TASK DIRECTIONS:
Images do not belong in the copy. Set down all the entries exactly.

───── PROVIDED DATA

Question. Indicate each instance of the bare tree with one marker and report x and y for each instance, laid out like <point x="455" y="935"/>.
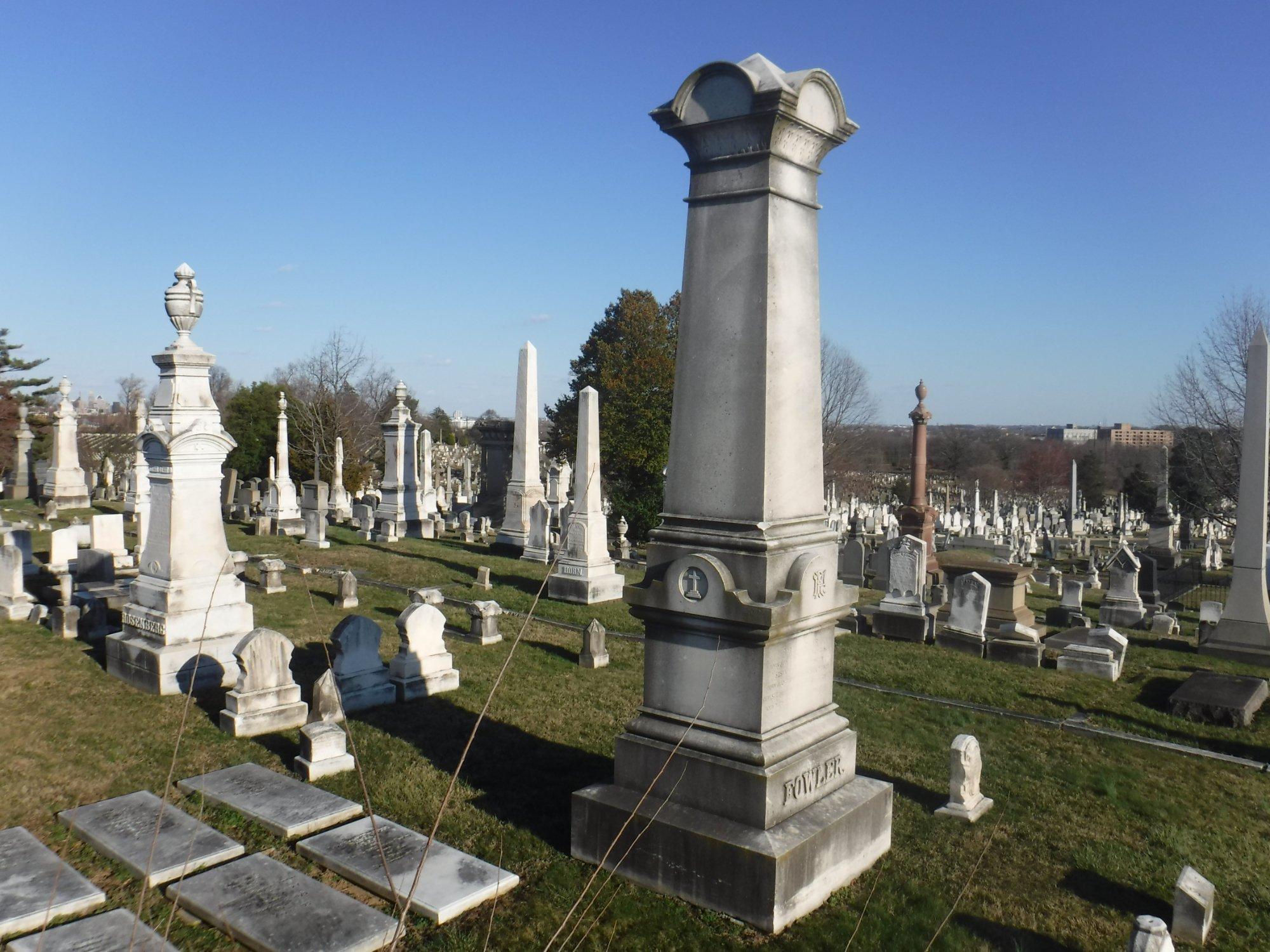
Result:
<point x="846" y="407"/>
<point x="131" y="390"/>
<point x="1203" y="404"/>
<point x="340" y="390"/>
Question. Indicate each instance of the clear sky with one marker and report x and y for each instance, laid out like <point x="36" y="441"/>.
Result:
<point x="1043" y="206"/>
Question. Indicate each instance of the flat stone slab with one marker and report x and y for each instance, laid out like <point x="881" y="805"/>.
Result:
<point x="1220" y="699"/>
<point x="453" y="883"/>
<point x="124" y="830"/>
<point x="109" y="932"/>
<point x="27" y="873"/>
<point x="270" y="907"/>
<point x="285" y="807"/>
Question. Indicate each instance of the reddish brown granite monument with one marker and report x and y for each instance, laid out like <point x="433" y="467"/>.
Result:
<point x="918" y="519"/>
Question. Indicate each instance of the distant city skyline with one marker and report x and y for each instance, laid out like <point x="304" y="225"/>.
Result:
<point x="1041" y="211"/>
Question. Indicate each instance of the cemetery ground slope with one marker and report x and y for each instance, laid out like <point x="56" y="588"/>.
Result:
<point x="1085" y="835"/>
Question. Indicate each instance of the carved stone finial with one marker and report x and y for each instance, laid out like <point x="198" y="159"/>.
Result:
<point x="185" y="304"/>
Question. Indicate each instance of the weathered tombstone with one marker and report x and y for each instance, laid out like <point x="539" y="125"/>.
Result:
<point x="271" y="576"/>
<point x="485" y="619"/>
<point x="316" y="530"/>
<point x="902" y="615"/>
<point x="968" y="616"/>
<point x="585" y="572"/>
<point x="266" y="699"/>
<point x="16" y="605"/>
<point x="1193" y="907"/>
<point x="966" y="800"/>
<point x="1150" y="935"/>
<point x="346" y="593"/>
<point x="106" y="531"/>
<point x="323" y="743"/>
<point x="1122" y="606"/>
<point x="422" y="667"/>
<point x="361" y="676"/>
<point x="594" y="652"/>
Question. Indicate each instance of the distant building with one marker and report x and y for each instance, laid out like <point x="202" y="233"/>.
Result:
<point x="1126" y="436"/>
<point x="1071" y="433"/>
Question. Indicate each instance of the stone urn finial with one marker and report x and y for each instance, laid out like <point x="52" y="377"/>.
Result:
<point x="185" y="304"/>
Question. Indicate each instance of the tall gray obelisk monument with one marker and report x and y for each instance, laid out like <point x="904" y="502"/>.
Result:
<point x="766" y="813"/>
<point x="1244" y="631"/>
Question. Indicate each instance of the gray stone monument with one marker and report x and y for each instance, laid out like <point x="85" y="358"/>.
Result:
<point x="766" y="816"/>
<point x="266" y="700"/>
<point x="1244" y="631"/>
<point x="525" y="489"/>
<point x="189" y="610"/>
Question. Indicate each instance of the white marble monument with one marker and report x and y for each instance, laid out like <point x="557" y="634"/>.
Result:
<point x="189" y="610"/>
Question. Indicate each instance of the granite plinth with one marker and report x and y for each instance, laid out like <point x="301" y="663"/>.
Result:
<point x="29" y="871"/>
<point x="285" y="807"/>
<point x="451" y="884"/>
<point x="124" y="831"/>
<point x="269" y="907"/>
<point x="153" y="667"/>
<point x="1220" y="699"/>
<point x="1027" y="654"/>
<point x="765" y="878"/>
<point x="117" y="931"/>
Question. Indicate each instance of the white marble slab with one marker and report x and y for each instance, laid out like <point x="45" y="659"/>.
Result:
<point x="270" y="907"/>
<point x="285" y="807"/>
<point x="453" y="883"/>
<point x="29" y="871"/>
<point x="109" y="932"/>
<point x="124" y="830"/>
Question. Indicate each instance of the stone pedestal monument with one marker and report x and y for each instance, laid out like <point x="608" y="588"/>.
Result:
<point x="187" y="611"/>
<point x="1244" y="633"/>
<point x="64" y="482"/>
<point x="585" y="572"/>
<point x="399" y="501"/>
<point x="525" y="488"/>
<point x="918" y="519"/>
<point x="760" y="813"/>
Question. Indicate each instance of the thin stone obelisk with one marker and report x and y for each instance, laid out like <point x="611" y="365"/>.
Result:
<point x="64" y="482"/>
<point x="187" y="609"/>
<point x="766" y="813"/>
<point x="1244" y="631"/>
<point x="585" y="572"/>
<point x="23" y="463"/>
<point x="525" y="489"/>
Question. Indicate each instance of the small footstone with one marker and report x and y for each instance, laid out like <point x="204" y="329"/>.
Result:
<point x="29" y="871"/>
<point x="117" y="930"/>
<point x="453" y="883"/>
<point x="270" y="907"/>
<point x="124" y="830"/>
<point x="1220" y="699"/>
<point x="284" y="805"/>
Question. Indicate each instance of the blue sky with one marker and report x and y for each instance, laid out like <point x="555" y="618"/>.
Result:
<point x="1043" y="206"/>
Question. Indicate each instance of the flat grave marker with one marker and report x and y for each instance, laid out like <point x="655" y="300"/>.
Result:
<point x="453" y="883"/>
<point x="124" y="830"/>
<point x="285" y="807"/>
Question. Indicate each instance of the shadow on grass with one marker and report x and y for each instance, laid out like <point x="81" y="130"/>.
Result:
<point x="525" y="780"/>
<point x="1008" y="937"/>
<point x="926" y="799"/>
<point x="1098" y="889"/>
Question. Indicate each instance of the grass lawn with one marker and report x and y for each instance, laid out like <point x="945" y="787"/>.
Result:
<point x="1085" y="835"/>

──────────

RESPONSE FOR THIS EXERCISE:
Question. Indicate each instance of the bare tree with one marker and report x and y for each instance, laid out like <point x="455" y="935"/>.
Result:
<point x="846" y="407"/>
<point x="131" y="390"/>
<point x="1203" y="404"/>
<point x="340" y="390"/>
Question. Indicate each instance of the clear sky with one marker and report x and y for each instance, laid out like <point x="36" y="441"/>.
Result:
<point x="1043" y="206"/>
Question. Indicate each instance of the flat stone slab with one marker and report x and y for each instance, laid out like <point x="881" y="805"/>.
Result:
<point x="1220" y="699"/>
<point x="453" y="883"/>
<point x="124" y="830"/>
<point x="109" y="932"/>
<point x="27" y="873"/>
<point x="270" y="907"/>
<point x="285" y="807"/>
Question. Indicate each instance of the reddish brown granite monument with one marker and report x and y for each instance, laid out like <point x="433" y="467"/>.
Result:
<point x="918" y="519"/>
Question. Indicate each instance of the distant city skyline with one marker and report x and y for each instance, laid out like <point x="304" y="225"/>.
Result:
<point x="1041" y="211"/>
Question. Indicate each instance of the cemetery ground slope with one marker and report x and y for each instance, laid out like <point x="56" y="588"/>.
Result:
<point x="1085" y="835"/>
Question. Indicate each instance of the carved stone finial with one marker and report x and y for each instance, laid out like <point x="198" y="159"/>.
Result:
<point x="185" y="304"/>
Question. Indicate each instance of the weathered tombstone with one marker and report x and y for each instance, laid out like <point x="539" y="125"/>.
Result:
<point x="271" y="576"/>
<point x="485" y="619"/>
<point x="316" y="530"/>
<point x="902" y="615"/>
<point x="968" y="616"/>
<point x="585" y="572"/>
<point x="266" y="699"/>
<point x="16" y="605"/>
<point x="1193" y="907"/>
<point x="966" y="800"/>
<point x="1150" y="935"/>
<point x="346" y="593"/>
<point x="106" y="531"/>
<point x="323" y="743"/>
<point x="1122" y="606"/>
<point x="422" y="667"/>
<point x="361" y="676"/>
<point x="594" y="652"/>
Question. Indicate each instance of the distant building with one marker and report x and y for each instance, laid out like <point x="202" y="233"/>.
Result:
<point x="1126" y="436"/>
<point x="1071" y="433"/>
Question. Indicate each instance of the stone urn finial with one marker and report x and y for each instance, laid out like <point x="52" y="377"/>.
Result:
<point x="185" y="304"/>
Question. Indicate each instance of the tall gray obelisk monument with one marker and report x and y for each instance, laid out like <point x="904" y="502"/>.
Result:
<point x="766" y="813"/>
<point x="1244" y="631"/>
Question. Indicate each instance of the gray stone monument with one marker and report x and y for each instance, laid out like <point x="85" y="358"/>.
Result:
<point x="766" y="816"/>
<point x="266" y="700"/>
<point x="1244" y="631"/>
<point x="525" y="489"/>
<point x="189" y="610"/>
Question. Indicate each instance of the white marble monument with one marker and report x and y for each instance, laid out like <point x="557" y="634"/>.
Result:
<point x="189" y="610"/>
Question. Indicate each instance of the granite plinth with one marker and report x and y for each instance, laid out like <point x="301" y="663"/>.
Result:
<point x="29" y="871"/>
<point x="285" y="807"/>
<point x="451" y="884"/>
<point x="124" y="831"/>
<point x="269" y="907"/>
<point x="153" y="667"/>
<point x="1220" y="699"/>
<point x="1027" y="654"/>
<point x="765" y="878"/>
<point x="117" y="931"/>
Question. Indicate each instance of the white marble slab with one marker and report x and y for each instance, laid out like <point x="45" y="659"/>.
Result:
<point x="270" y="907"/>
<point x="285" y="807"/>
<point x="453" y="883"/>
<point x="29" y="871"/>
<point x="109" y="932"/>
<point x="124" y="830"/>
Question. Indicate each instance of the stone pedestal monument with one marker and report x and y for each instance, laid out like <point x="608" y="588"/>.
Result:
<point x="187" y="611"/>
<point x="1244" y="633"/>
<point x="64" y="482"/>
<point x="585" y="572"/>
<point x="399" y="501"/>
<point x="525" y="488"/>
<point x="918" y="519"/>
<point x="760" y="813"/>
Question. Indicate each instance of the thin stone obelisk with one marker and report x and y for each instance, laid out like <point x="611" y="365"/>.
Result:
<point x="64" y="482"/>
<point x="187" y="609"/>
<point x="766" y="813"/>
<point x="1244" y="631"/>
<point x="585" y="572"/>
<point x="23" y="463"/>
<point x="525" y="489"/>
Question. Indicate each instance of the small footstone with one marker and report x and y for each instance, laid out like <point x="204" y="329"/>.
Result:
<point x="29" y="871"/>
<point x="117" y="930"/>
<point x="453" y="883"/>
<point x="270" y="907"/>
<point x="124" y="830"/>
<point x="1220" y="699"/>
<point x="284" y="805"/>
Question. Indicate each instance of the blue sky with one marker and report x and y for each instance, laid out like <point x="555" y="618"/>.
Result:
<point x="1043" y="206"/>
Question. Indicate each instance of the flat grave marker with one marker and report x and y for each instance, laid out like <point x="655" y="300"/>.
Result:
<point x="453" y="883"/>
<point x="124" y="830"/>
<point x="285" y="807"/>
Question. Indicate each instance of the shadow on grass with one marker and report x and y for each instance, laid out like <point x="81" y="130"/>.
Result:
<point x="525" y="780"/>
<point x="1008" y="937"/>
<point x="926" y="799"/>
<point x="1098" y="889"/>
Question. Indicate each instance of the grass lawn with one marker and report x and y for each instance, laid out like <point x="945" y="787"/>.
Result:
<point x="1085" y="835"/>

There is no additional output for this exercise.